[SUPPLIED TEXT — start]

Slow-Release Nanoparticles Enhance Drugs for Knee Joint OA

Janis C. Kelly

October 31, 2011

October 31, 2011 — Drugs conjugated to cationic polymeric nanoparticles might be able to form cross-linked hydrogels with hyaluronic acid in the synovial fluid once they are injected into the knee joint, and this could generate a sort of "slow release" sponge inside the joint that could prolong the treatment duration of pain-relieving osteoarthritis (OA) drugs, according to data reported in a poster presentation at the 2011 American Association of Pharmaceutical Scientists annual meeting.

Lead researcher Michael Morgen, PhD, director of new technology development at Bend Research in Oregon, concluded, "This study demonstrates the feasibility of using a cross-linked hydrogel formulation containing cationic polymeric nanoparticles to increase the retention time in the knee joint for indications such as [OA]."

Dr. Morgen and colleagues tested the concept in an in vitro study using a fluorescently labeled therapeutic peptide, and in vivo using fluorescently labeled polymeric nanoparticles injected into the knee joints of rats. Retention of the nanoparticles in the rat knees was monitored by near-infrared fluorescence molecular tomography.

The researchers found that release of the nanoparticles from the hydrogels in vitro was 20% to 25% per week, and that 70% of the test peptide was retained in the rat knee joints at 7 days.

"Current delivery methods do not maintain the drug in the knee for very long, which limits the effectiveness of therapeutic agents," Dr. Morgen said in a press statement. "We hope that this type of sustained release technology, when used with current or new [OA] drugs, will allow patients to be effectively treated with drug injections every three months instead of once a week."

Dr. Morgen is an employee of Bend Research, Inc. Other authors are employed by Pfizer, Inc.

American Association of Pharmaceutical Scientists Annual Meeting: Abstract W4155. Presented October 26, 2011.

[SUPPLIED TEXT — finish]
[DATA SUPPLIED — start]

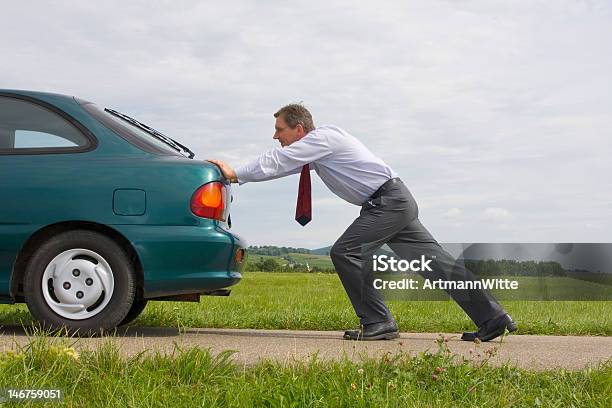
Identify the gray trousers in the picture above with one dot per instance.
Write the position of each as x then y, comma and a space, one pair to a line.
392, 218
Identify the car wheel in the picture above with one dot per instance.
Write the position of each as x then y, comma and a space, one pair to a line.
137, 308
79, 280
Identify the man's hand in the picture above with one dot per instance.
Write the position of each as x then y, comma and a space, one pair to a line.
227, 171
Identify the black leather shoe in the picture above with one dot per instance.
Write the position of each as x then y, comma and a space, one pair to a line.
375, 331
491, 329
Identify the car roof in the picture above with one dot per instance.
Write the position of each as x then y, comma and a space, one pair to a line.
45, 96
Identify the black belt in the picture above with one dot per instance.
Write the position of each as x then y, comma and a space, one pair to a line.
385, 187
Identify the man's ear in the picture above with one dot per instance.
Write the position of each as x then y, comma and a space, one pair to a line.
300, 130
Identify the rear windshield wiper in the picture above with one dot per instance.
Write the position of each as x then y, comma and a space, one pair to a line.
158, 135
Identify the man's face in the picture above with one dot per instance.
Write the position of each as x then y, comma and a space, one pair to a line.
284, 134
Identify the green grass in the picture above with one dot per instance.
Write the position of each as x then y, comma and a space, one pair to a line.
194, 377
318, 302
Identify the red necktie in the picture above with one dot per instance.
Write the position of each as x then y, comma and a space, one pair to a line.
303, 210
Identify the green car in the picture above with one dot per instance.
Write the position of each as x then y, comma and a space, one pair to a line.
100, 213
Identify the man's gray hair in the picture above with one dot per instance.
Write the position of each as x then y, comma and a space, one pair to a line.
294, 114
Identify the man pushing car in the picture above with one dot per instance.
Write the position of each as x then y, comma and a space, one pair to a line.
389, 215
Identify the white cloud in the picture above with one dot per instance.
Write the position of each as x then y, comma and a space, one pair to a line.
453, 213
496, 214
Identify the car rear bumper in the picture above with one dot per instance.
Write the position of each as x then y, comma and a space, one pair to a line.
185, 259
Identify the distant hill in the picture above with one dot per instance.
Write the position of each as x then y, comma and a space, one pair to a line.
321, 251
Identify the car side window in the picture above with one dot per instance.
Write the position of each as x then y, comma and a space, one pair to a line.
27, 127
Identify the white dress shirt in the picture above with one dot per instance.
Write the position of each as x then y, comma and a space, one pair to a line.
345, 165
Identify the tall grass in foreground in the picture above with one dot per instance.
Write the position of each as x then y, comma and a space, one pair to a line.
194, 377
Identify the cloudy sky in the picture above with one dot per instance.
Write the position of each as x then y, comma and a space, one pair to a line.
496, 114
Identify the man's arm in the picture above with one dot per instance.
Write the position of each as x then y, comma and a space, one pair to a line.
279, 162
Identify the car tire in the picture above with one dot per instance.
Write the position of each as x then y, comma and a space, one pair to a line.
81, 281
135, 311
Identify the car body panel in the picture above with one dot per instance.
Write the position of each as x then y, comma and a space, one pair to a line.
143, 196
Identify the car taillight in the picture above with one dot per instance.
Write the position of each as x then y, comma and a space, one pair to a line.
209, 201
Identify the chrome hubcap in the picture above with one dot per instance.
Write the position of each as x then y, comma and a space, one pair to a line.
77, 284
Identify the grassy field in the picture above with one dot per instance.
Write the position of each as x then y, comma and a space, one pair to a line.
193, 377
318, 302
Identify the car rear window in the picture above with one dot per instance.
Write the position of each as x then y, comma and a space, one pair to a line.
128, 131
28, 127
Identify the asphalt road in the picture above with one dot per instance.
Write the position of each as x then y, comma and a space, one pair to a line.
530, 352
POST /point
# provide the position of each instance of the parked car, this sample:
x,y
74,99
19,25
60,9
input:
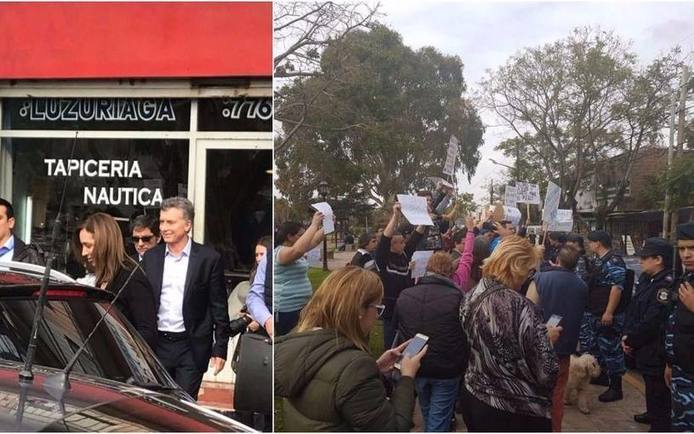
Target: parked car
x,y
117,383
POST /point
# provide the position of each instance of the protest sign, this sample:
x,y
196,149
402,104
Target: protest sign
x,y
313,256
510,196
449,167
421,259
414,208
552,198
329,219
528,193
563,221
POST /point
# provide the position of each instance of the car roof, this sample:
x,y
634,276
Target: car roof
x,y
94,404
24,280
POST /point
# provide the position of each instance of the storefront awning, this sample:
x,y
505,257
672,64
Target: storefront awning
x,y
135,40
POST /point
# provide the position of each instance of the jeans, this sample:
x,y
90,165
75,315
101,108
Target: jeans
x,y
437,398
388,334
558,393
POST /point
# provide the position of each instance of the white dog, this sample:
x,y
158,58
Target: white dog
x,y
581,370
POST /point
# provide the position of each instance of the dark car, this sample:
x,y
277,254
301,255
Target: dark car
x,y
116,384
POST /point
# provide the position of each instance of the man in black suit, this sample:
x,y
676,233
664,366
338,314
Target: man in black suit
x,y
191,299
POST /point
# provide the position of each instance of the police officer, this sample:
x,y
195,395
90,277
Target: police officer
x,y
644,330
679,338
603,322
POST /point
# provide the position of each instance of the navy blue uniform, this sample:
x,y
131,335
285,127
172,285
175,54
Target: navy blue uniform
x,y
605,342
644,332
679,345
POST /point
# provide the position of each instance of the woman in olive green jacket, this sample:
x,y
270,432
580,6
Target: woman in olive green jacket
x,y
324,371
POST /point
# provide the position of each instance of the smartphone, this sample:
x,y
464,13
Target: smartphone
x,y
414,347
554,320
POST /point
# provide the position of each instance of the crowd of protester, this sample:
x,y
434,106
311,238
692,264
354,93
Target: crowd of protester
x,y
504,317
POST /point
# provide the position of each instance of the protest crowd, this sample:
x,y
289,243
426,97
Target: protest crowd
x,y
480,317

[DATA SUPPLIED — finish]

_TO DO_
Reproduce the full news report on slow-release nanoparticles for knee osteoarthritis word for word. Rely only on the news report about slow-release nanoparticles for knee osteoarthritis, not on the data.

_RESULT BELOW_
Slow-Release Nanoparticles Enhance Drugs for Knee Joint OA

Janis C. Kelly

October 31, 2011

October 31, 2011 — Drugs conjugated to cationic polymeric nanoparticles might be able to form cross-linked hydrogels with hyaluronic acid in the synovial fluid once they are injected into the knee joint, and this could generate a sort of "slow release" sponge inside the joint that could prolong the treatment duration of pain-relieving osteoarthritis (OA) drugs, according to data reported in a poster presentation at the 2011 American Association of Pharmaceutical Scientists annual meeting.

Lead researcher Michael Morgen, PhD, director of new technology development at Bend Research in Oregon, concluded, "This study demonstrates the feasibility of using a cross-linked hydrogel formulation containing cationic polymeric nanoparticles to increase the retention time in the knee joint for indications such as [OA]."

Dr. Morgen and colleagues tested the concept in an in vitro study using a fluorescently labeled therapeutic peptide, and in vivo using fluorescently labeled polymeric nanoparticles injected into the knee joints of rats. Retention of the nanoparticles in the rat knees was monitored by near-infrared fluorescence molecular tomography.

The researchers found that release of the nanoparticles from the hydrogels in vitro was 20% to 25% per week, and that 70% of the test peptide was retained in the rat knee joints at 7 days.

"Current delivery methods do not maintain the drug in the knee for very long, which limits the effectiveness of therapeutic agents," Dr. Morgen said in a press statement. "We hope that this type of sustained release technology, when used with current or new [OA] drugs, will allow patients to be effectively treated with drug injections every three months instead of once a week."

Dr. Morgen is an employee of Bend Research, Inc. Other authors are employed by Pfizer, Inc.

American Association of Pharmaceutical Scientists Annual Meeting: Abstract W4155. Presented October 26, 2011.